WORK TO COMPLETE
Copy the lines below verbatim, but only from the line containing "Locate the blue lanyard" through the end of the data.

Region pointing data:

================================

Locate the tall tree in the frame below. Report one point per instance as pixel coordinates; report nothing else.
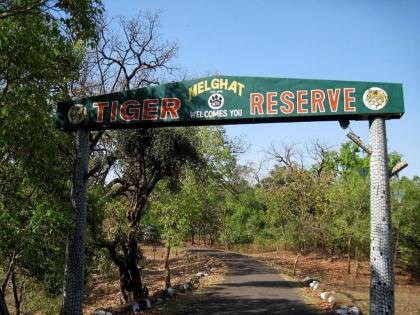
(40, 52)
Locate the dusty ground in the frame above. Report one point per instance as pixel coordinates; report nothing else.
(333, 276)
(249, 287)
(103, 289)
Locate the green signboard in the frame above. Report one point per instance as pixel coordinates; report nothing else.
(233, 100)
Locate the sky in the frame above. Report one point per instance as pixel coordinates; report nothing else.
(357, 40)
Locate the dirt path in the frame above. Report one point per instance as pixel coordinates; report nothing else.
(249, 287)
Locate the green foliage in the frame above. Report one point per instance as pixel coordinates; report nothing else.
(41, 45)
(406, 221)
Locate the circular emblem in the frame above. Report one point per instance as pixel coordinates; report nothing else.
(375, 98)
(77, 114)
(216, 101)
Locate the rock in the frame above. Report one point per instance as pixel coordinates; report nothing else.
(179, 288)
(325, 295)
(354, 310)
(158, 301)
(135, 307)
(307, 281)
(187, 286)
(332, 300)
(195, 280)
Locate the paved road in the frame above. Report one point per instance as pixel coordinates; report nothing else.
(249, 287)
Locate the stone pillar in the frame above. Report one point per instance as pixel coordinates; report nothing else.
(381, 258)
(75, 251)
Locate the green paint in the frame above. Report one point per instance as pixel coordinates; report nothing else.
(233, 100)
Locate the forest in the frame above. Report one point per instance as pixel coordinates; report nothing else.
(186, 183)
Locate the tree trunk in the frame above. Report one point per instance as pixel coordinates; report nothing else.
(348, 256)
(3, 306)
(298, 254)
(133, 281)
(356, 253)
(75, 250)
(381, 258)
(15, 294)
(397, 237)
(167, 270)
(131, 285)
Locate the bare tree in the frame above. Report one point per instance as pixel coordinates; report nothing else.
(130, 55)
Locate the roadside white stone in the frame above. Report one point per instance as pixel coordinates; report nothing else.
(354, 310)
(170, 291)
(135, 306)
(342, 311)
(148, 304)
(332, 300)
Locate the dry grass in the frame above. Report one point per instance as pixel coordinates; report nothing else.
(103, 289)
(333, 276)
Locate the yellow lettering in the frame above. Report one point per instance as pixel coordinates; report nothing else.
(192, 91)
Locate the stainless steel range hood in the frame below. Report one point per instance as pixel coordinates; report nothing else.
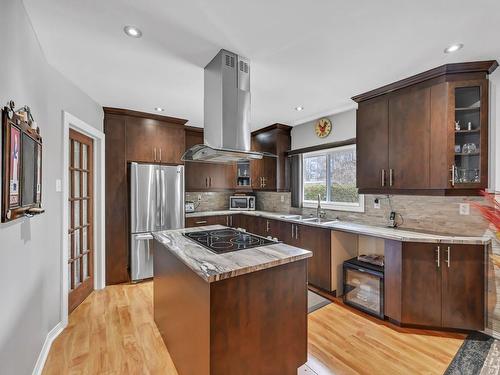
(226, 112)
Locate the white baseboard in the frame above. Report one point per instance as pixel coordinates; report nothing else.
(492, 333)
(42, 357)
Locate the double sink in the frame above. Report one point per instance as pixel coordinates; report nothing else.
(308, 219)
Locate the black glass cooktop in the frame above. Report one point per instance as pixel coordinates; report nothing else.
(226, 240)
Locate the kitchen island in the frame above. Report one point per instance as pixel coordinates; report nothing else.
(239, 312)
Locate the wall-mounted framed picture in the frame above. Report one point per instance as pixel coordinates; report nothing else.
(21, 166)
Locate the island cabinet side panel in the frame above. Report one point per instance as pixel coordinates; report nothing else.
(182, 312)
(259, 322)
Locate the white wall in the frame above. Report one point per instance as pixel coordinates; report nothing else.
(30, 249)
(343, 127)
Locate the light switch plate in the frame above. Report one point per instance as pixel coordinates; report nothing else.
(464, 208)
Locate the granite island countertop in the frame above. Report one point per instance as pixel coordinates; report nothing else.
(404, 235)
(213, 267)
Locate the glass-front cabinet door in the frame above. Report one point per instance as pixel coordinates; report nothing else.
(470, 116)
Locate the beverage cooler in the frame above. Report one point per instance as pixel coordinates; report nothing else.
(364, 287)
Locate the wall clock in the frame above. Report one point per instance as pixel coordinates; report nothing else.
(323, 127)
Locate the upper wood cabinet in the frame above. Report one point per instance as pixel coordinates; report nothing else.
(201, 176)
(372, 143)
(153, 141)
(271, 173)
(132, 136)
(427, 134)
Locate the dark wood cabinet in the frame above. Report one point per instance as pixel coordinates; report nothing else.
(206, 176)
(140, 140)
(427, 134)
(463, 286)
(372, 143)
(409, 139)
(154, 141)
(132, 136)
(421, 295)
(116, 224)
(271, 173)
(318, 241)
(435, 285)
(170, 143)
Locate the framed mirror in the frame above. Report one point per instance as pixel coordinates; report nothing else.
(21, 167)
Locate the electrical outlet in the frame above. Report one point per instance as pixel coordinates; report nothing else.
(464, 209)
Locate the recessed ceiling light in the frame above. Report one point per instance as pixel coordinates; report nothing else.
(132, 31)
(453, 48)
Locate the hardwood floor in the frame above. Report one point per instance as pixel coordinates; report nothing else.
(113, 332)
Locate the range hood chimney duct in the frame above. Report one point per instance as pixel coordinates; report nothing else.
(226, 112)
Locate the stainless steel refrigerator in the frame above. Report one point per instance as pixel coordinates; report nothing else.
(156, 204)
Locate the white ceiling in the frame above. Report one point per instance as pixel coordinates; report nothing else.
(311, 53)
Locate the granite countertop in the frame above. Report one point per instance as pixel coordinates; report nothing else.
(403, 235)
(213, 267)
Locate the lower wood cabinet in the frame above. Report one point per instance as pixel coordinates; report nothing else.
(318, 241)
(435, 285)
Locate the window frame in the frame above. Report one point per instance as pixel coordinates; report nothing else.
(329, 205)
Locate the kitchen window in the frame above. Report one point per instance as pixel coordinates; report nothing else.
(331, 174)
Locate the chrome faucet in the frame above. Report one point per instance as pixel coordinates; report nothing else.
(319, 213)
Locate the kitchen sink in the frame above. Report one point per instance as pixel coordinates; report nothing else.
(291, 217)
(318, 220)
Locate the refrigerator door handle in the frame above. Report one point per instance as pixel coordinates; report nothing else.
(158, 200)
(162, 198)
(145, 236)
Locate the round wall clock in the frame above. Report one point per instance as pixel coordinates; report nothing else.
(323, 127)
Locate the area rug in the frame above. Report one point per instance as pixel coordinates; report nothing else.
(479, 354)
(315, 301)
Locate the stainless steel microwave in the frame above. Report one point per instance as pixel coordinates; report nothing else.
(241, 203)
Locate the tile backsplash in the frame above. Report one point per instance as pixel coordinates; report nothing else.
(426, 213)
(210, 201)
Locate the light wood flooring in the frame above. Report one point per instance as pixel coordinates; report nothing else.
(113, 332)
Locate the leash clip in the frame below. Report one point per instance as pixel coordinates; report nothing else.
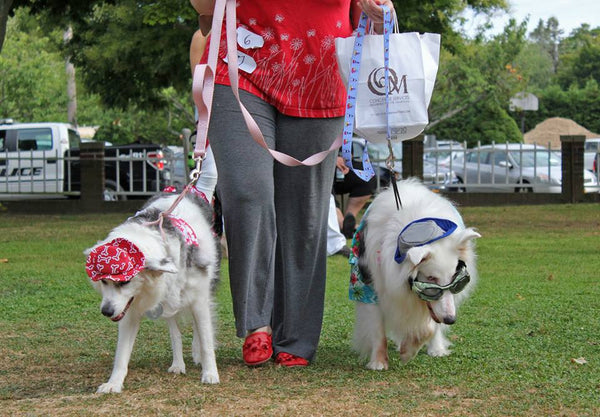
(389, 163)
(197, 171)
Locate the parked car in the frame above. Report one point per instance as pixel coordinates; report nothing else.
(439, 178)
(44, 158)
(514, 167)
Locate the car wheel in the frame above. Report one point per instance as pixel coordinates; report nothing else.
(525, 189)
(111, 189)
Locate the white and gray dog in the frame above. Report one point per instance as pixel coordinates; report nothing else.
(411, 268)
(143, 269)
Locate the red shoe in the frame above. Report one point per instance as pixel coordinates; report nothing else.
(287, 359)
(257, 349)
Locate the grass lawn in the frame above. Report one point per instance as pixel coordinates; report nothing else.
(517, 342)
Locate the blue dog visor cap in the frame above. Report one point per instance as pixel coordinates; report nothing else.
(422, 232)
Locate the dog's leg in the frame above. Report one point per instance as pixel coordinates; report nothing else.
(178, 366)
(204, 329)
(369, 335)
(438, 346)
(196, 349)
(128, 329)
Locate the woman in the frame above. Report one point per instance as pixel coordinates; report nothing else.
(275, 215)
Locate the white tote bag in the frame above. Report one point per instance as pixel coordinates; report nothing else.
(413, 65)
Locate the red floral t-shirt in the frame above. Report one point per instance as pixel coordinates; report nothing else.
(296, 69)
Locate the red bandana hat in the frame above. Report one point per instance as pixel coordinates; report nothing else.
(118, 260)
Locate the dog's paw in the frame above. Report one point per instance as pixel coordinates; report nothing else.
(438, 351)
(210, 377)
(109, 387)
(377, 366)
(196, 355)
(177, 369)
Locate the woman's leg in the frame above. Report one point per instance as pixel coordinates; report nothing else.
(302, 203)
(245, 188)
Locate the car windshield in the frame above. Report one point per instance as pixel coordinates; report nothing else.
(533, 158)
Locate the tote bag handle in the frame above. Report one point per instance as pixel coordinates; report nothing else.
(367, 172)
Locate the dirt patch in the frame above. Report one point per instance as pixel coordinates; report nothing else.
(550, 131)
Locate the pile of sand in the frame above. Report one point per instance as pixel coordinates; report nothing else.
(550, 131)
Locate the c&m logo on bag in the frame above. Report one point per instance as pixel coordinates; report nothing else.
(376, 82)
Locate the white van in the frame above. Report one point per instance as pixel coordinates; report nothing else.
(32, 156)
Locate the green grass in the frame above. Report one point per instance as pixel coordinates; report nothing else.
(535, 309)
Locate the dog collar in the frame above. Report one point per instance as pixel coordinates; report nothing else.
(186, 230)
(422, 232)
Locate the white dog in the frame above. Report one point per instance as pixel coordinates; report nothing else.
(410, 272)
(159, 271)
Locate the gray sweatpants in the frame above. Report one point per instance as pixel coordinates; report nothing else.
(275, 219)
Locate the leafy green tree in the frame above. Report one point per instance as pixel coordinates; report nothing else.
(548, 35)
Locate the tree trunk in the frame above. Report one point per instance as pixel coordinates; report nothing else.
(71, 84)
(4, 9)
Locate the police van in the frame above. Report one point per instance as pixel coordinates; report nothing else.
(32, 156)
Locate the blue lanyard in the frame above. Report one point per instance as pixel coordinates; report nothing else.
(367, 172)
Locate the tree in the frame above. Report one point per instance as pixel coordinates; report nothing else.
(547, 35)
(470, 100)
(32, 77)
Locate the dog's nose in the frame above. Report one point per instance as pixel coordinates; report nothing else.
(449, 319)
(108, 310)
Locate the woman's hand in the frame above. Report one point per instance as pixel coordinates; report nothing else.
(373, 9)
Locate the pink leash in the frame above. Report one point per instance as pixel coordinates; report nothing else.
(203, 86)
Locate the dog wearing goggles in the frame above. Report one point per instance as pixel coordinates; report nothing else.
(411, 269)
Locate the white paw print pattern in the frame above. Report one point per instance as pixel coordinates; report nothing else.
(296, 44)
(309, 59)
(268, 34)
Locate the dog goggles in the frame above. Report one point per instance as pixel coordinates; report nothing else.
(422, 232)
(428, 291)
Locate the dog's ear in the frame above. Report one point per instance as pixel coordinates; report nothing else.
(468, 234)
(161, 265)
(418, 254)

================================

EXERCISE RESPONSE
Locate the blue lanyard in the frame above. Report one point per instance as pixel coordinates; report nothing else.
(367, 172)
Locate the tree in the frame above. Report one point per instance as pixel coordinates; report nothing else.
(547, 35)
(470, 100)
(32, 77)
Locate the dog's nose in the frame above. Report one point per instance as pixel coordinates; report nothing else.
(449, 319)
(108, 310)
Locate the woman's hand in the frame above. Report one point per instance as pixel coordinates; report nothing else.
(373, 9)
Locate the pink leash in the frame above. Report one point per instance as pixel coordinates; report nothing else.
(203, 86)
Locate the dog wearing goggles in the frame above. Report one point per instance as pixel coordinates; report nothing else.
(411, 269)
Locate the white paw print pattern in the frame above. Report one point per instance as pixel coordinates; report nothing else.
(296, 44)
(309, 59)
(268, 34)
Locate the dog goggles in the frame above. Report one point per instance as pixel coordinates; report nothing else.
(422, 232)
(428, 291)
Locate the dog's ear in the frame above. Report one point per instance as pixel coordinates; report nothing else.
(468, 234)
(161, 265)
(418, 254)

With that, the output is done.